American writer (1841–1916)

Sarah Elizabeth Mary Knowles Bolton (September 15, 1841 – February 21, 1916) was an American writer. She was born in Farmington, Connecticut. In 1866, she married Charles E. Bolton, a merchant and philanthropist. She wrote extensively for the press, was one of the first corresponding secretaries of the National Woman's Christian Temperance Union (N.W.C.T.U.), and was associate editor of the Boston Congregationalist (1878–81). Bolton traveled for two years in Europe, studying profit-sharing, female higher education, and other social questions. Her writings encouraged readers to improve the world about them through faith and hard work.

SUPPLIED DATA:
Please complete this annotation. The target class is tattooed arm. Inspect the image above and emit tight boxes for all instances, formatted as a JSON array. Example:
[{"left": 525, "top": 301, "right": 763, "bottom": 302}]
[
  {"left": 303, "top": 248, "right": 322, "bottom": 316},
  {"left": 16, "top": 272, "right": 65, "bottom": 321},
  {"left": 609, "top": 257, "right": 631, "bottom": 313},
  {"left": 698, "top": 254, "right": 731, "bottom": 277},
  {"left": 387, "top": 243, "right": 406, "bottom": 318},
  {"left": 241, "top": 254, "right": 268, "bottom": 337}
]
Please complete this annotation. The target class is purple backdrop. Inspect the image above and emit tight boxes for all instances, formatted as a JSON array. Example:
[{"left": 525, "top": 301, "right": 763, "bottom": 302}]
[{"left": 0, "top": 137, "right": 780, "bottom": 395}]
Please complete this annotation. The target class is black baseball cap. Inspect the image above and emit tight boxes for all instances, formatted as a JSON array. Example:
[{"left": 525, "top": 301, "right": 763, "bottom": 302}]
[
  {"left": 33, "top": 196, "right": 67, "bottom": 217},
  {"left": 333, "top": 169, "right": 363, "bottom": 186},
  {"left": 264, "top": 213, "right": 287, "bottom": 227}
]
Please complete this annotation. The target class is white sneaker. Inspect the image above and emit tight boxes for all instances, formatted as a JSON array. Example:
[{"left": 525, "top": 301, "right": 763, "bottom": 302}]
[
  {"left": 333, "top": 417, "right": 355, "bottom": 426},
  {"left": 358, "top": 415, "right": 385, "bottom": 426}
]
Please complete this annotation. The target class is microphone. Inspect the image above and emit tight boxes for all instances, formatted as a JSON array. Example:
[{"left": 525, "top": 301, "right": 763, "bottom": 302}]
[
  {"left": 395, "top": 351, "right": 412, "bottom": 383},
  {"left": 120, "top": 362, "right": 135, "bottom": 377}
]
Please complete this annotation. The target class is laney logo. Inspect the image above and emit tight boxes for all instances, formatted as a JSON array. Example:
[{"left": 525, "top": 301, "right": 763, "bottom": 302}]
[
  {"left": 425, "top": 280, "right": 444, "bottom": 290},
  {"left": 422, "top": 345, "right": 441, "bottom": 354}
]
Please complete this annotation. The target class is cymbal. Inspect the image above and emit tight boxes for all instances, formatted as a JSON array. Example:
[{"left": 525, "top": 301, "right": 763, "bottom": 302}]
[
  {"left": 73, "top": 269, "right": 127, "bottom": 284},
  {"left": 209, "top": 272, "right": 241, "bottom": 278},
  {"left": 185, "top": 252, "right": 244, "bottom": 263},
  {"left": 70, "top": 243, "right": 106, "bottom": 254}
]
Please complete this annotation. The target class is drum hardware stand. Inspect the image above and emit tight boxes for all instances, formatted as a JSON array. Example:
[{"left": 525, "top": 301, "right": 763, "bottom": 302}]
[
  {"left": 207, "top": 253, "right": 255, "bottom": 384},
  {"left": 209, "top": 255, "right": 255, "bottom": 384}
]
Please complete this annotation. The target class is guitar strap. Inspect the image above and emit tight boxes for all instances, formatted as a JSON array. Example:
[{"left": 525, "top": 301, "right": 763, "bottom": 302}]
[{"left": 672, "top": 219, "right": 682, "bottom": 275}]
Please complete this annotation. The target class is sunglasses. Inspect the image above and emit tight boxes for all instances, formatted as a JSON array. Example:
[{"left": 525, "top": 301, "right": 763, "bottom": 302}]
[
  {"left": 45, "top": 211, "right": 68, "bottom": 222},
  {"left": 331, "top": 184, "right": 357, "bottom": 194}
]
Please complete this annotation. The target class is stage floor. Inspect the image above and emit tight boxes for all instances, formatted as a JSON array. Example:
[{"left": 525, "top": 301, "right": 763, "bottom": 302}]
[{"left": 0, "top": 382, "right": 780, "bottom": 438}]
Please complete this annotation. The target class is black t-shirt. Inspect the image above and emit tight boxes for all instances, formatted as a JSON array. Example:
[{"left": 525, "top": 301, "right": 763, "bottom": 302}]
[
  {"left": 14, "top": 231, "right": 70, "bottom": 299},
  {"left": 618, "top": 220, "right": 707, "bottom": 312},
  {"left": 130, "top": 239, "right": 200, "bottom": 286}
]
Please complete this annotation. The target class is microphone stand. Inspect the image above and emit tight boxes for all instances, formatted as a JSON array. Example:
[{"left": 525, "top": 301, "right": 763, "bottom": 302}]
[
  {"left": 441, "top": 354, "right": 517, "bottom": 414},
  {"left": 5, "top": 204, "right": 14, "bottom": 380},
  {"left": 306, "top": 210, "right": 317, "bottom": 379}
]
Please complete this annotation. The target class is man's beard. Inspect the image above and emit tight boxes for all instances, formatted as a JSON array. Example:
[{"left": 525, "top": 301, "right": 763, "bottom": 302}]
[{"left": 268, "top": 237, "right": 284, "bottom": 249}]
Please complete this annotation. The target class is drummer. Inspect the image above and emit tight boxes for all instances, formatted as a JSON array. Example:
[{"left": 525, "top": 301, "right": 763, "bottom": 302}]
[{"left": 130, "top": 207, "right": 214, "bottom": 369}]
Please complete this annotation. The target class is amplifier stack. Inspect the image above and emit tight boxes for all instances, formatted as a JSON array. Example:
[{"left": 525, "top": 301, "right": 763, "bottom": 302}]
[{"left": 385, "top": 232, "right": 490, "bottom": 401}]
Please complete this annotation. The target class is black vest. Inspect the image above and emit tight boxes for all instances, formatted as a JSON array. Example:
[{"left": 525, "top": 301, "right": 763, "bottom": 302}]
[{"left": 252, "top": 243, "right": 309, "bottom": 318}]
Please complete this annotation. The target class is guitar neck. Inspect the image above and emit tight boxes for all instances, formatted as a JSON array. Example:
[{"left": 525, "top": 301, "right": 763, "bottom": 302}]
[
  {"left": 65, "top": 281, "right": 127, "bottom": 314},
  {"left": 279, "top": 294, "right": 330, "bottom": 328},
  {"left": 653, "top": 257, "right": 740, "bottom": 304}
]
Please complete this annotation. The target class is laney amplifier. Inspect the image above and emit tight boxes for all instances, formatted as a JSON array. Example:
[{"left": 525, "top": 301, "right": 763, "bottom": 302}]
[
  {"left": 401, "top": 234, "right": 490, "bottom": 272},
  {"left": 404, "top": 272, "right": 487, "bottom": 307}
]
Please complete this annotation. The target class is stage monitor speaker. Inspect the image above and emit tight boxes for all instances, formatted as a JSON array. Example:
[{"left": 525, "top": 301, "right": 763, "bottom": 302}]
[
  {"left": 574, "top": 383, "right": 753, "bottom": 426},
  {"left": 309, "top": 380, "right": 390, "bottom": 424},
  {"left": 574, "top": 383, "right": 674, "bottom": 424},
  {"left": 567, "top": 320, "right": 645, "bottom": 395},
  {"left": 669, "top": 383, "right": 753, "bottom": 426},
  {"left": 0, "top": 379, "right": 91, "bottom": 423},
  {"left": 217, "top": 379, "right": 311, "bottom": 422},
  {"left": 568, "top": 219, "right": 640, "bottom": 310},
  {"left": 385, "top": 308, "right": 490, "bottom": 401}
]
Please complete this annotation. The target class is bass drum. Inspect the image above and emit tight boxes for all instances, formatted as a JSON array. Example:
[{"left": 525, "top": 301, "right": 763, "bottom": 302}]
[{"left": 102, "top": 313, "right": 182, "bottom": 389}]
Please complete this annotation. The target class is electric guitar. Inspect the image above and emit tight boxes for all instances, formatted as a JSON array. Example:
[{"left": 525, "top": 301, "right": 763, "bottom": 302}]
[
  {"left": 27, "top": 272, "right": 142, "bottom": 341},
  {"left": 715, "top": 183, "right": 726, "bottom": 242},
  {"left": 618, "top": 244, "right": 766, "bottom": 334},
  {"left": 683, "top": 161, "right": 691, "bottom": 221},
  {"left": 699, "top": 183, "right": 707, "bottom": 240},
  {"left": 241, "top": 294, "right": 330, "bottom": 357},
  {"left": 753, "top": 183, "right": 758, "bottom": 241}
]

EXERCISE REQUIREMENTS: Repeat word for word everything in the passage on Sarah Knowles Bolton from "Sarah Elizabeth Mary" down to "and hard work.". The listing plays no part in what follows.

SOLUTION FOR THIS TASK:
Sarah Elizabeth Mary Knowles Bolton (September 15, 1841 – February 21, 1916) was an American writer. She was born in Farmington, Connecticut. In 1866, she married Charles E. Bolton, a merchant and philanthropist. She wrote extensively for the press, was one of the first corresponding secretaries of the National Woman's Christian Temperance Union (N.W.C.T.U.), and was associate editor of the Boston Congregationalist (1878–81). Bolton traveled for two years in Europe, studying profit-sharing, female higher education, and other social questions. Her writings encouraged readers to improve the world about them through faith and hard work.